**Problem requirements**
Show every line of the material below that contains the word "soldier".

##### Provided data #####

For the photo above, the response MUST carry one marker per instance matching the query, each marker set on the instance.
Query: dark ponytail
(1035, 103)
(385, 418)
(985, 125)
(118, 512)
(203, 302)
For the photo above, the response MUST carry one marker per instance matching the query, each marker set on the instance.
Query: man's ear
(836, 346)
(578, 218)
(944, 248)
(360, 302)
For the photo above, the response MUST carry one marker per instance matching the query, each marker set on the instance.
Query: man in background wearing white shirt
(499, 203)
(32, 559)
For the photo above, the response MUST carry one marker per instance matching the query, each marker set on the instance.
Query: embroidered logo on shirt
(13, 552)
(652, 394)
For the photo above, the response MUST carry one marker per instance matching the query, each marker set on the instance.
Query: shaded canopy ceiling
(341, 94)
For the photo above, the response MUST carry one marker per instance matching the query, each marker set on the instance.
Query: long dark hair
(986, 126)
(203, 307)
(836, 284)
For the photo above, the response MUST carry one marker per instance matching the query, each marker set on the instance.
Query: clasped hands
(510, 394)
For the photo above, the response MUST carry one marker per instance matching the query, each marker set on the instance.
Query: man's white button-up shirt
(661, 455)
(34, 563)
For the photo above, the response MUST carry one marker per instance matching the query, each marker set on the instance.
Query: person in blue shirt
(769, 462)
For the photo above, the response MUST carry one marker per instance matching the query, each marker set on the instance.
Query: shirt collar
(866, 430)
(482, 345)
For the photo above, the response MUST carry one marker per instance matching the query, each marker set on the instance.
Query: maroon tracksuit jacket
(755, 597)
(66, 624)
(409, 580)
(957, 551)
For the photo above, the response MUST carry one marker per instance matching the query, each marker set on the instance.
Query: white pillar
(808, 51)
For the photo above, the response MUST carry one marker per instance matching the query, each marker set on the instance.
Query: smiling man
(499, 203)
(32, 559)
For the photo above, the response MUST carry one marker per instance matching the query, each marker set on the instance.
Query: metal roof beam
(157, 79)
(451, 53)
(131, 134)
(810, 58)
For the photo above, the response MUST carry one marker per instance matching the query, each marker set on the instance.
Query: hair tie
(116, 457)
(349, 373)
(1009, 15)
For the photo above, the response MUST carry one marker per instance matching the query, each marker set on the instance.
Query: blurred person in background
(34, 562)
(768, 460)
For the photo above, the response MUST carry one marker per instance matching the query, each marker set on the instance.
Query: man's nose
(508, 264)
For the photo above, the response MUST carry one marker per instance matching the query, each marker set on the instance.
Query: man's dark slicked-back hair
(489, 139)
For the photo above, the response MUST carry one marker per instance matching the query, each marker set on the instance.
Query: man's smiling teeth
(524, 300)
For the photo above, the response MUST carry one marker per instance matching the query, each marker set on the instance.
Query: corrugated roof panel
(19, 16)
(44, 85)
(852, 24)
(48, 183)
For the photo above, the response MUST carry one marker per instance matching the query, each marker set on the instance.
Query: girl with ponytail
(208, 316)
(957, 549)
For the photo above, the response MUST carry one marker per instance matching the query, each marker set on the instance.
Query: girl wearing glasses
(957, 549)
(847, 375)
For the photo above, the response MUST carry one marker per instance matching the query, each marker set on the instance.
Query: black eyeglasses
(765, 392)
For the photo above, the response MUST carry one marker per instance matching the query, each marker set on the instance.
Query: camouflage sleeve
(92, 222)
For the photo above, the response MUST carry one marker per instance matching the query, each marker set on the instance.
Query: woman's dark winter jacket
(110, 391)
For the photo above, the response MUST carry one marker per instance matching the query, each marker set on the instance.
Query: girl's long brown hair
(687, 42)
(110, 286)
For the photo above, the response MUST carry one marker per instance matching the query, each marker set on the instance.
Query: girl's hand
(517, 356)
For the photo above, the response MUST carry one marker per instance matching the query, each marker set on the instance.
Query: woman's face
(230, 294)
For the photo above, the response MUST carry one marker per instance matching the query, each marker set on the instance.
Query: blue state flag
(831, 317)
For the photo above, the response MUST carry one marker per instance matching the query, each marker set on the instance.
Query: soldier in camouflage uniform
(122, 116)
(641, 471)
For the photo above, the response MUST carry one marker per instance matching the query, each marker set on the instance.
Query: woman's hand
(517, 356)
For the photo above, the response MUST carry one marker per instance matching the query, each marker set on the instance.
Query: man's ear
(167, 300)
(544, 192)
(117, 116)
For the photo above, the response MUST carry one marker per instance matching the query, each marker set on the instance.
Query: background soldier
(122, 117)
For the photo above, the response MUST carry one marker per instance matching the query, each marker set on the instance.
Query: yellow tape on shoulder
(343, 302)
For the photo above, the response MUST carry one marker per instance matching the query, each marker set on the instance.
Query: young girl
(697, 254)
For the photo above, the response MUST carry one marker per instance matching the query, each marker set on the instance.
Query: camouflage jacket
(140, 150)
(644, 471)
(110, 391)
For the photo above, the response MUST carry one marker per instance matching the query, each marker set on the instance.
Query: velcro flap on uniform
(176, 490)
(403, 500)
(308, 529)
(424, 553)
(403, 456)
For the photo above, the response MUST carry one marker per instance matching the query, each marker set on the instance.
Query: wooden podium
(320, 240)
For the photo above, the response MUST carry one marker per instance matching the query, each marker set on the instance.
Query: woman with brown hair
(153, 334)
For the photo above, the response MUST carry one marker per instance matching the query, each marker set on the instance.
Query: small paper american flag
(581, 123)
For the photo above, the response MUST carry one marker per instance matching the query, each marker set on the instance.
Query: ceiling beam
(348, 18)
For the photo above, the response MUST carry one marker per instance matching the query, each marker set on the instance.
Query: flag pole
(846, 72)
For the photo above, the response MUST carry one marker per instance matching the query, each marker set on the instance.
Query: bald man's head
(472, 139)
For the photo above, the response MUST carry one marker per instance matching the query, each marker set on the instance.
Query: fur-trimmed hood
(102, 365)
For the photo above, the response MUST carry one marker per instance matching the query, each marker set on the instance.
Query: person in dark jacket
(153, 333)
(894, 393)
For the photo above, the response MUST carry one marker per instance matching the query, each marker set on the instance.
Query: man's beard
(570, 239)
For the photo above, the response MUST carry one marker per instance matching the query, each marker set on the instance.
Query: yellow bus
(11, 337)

#####
##### Provided data #####

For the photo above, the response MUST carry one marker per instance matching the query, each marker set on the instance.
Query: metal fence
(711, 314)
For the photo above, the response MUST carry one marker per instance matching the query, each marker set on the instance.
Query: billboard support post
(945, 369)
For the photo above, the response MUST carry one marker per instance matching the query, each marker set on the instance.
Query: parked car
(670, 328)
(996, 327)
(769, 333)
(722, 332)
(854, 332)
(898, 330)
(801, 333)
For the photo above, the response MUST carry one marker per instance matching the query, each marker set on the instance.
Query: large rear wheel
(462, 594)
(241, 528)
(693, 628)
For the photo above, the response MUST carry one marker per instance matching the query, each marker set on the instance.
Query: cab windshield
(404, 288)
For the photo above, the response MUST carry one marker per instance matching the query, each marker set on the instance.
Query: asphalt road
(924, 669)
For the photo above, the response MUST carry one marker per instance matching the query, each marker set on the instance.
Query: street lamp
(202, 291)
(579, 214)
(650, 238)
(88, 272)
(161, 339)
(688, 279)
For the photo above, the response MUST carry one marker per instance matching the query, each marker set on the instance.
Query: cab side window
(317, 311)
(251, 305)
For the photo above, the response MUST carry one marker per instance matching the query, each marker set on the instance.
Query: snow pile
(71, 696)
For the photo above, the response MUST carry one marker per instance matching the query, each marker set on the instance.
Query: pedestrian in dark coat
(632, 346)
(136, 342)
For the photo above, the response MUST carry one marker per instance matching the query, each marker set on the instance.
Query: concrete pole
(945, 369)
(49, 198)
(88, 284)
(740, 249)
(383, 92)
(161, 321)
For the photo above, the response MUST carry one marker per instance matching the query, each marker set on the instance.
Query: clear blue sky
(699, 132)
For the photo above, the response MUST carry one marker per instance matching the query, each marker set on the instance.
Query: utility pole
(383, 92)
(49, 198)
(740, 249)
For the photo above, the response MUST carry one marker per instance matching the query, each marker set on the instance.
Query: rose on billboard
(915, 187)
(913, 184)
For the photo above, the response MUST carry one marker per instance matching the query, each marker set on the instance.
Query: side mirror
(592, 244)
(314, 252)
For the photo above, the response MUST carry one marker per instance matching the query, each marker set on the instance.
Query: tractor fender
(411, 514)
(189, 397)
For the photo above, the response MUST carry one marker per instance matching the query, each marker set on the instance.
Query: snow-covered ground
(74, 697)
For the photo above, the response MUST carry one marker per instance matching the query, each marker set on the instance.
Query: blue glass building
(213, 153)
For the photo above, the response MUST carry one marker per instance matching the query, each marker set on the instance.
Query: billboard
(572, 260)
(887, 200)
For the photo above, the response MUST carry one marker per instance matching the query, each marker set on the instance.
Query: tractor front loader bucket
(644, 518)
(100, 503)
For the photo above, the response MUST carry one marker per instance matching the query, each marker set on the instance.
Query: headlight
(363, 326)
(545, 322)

#####
##### Provided data #####

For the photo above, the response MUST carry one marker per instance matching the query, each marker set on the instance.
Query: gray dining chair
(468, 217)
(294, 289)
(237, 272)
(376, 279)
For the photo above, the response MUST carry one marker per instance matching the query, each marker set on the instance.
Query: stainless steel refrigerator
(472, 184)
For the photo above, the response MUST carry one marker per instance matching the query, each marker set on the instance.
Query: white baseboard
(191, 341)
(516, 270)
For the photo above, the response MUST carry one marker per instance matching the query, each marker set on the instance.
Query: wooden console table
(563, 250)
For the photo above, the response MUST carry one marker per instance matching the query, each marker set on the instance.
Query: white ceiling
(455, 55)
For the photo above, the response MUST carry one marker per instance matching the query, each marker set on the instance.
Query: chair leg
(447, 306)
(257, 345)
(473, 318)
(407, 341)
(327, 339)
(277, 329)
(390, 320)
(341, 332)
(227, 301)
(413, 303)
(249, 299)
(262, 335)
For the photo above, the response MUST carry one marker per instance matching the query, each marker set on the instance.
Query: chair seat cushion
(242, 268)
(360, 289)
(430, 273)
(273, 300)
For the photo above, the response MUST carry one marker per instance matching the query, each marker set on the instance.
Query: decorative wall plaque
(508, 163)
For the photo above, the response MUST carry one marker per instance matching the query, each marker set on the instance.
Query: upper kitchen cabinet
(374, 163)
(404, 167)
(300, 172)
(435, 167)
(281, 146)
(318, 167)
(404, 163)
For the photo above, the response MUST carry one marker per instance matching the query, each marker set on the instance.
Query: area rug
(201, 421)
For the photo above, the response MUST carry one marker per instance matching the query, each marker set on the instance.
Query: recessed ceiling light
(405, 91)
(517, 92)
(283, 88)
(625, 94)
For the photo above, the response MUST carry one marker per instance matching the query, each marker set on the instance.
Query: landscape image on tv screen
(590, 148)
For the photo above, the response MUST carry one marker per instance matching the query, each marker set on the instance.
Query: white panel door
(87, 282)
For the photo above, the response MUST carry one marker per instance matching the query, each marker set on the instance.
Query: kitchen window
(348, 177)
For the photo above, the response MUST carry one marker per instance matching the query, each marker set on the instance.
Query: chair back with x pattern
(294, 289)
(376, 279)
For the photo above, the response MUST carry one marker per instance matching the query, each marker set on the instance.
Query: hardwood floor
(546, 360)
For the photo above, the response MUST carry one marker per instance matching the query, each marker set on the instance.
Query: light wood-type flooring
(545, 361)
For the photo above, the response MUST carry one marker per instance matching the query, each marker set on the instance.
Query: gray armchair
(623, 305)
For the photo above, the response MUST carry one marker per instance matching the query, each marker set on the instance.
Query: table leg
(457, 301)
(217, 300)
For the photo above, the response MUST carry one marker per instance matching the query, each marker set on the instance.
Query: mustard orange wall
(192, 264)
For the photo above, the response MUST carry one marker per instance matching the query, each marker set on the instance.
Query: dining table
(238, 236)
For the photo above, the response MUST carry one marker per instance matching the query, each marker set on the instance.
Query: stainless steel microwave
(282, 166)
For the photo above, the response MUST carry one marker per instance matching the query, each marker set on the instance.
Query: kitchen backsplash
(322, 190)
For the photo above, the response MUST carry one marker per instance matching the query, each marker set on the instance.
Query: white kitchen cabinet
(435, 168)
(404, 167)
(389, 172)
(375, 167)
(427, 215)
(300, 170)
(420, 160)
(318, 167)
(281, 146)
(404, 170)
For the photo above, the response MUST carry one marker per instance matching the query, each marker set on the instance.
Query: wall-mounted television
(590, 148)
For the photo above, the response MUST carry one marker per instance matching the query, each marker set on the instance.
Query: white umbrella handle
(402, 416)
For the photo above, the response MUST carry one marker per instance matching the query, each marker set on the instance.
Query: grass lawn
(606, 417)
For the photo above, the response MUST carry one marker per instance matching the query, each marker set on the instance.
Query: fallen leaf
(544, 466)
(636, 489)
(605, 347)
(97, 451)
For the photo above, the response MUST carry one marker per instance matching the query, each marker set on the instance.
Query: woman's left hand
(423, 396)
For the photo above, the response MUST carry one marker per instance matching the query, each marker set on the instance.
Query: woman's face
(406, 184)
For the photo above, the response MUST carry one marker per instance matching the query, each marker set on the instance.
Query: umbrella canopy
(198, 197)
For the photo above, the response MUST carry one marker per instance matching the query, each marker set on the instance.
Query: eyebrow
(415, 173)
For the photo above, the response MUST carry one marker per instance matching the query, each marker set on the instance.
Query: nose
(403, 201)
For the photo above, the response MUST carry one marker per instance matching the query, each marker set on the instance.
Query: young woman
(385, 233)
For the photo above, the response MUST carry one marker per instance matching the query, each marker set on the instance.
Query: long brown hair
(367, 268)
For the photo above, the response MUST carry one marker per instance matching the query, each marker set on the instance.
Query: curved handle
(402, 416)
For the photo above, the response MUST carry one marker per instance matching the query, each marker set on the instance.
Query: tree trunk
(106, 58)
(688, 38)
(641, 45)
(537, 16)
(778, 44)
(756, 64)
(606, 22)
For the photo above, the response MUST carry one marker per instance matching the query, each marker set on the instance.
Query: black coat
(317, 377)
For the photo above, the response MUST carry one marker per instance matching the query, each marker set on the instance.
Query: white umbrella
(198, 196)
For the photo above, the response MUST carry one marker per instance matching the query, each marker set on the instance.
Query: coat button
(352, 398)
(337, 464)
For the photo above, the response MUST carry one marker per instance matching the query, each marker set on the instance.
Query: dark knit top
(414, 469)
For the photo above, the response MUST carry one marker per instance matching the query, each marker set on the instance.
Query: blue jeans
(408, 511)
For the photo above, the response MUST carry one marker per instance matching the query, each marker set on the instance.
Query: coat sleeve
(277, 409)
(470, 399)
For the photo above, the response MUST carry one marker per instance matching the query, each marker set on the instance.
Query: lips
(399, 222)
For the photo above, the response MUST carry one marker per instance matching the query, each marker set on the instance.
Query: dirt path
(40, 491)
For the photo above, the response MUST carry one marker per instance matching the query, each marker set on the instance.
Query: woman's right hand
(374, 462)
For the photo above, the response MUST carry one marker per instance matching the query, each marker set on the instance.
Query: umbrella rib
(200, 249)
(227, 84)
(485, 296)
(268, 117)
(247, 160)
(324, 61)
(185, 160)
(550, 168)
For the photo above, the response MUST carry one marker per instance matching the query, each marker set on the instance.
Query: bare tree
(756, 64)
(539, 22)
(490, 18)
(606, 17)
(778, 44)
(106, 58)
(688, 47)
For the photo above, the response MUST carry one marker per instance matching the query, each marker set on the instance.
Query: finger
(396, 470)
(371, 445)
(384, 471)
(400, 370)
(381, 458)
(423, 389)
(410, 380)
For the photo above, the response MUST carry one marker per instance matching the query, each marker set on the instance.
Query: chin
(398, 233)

#####

**Response**
Query: soldier in camouflage uniform
Query: background soldier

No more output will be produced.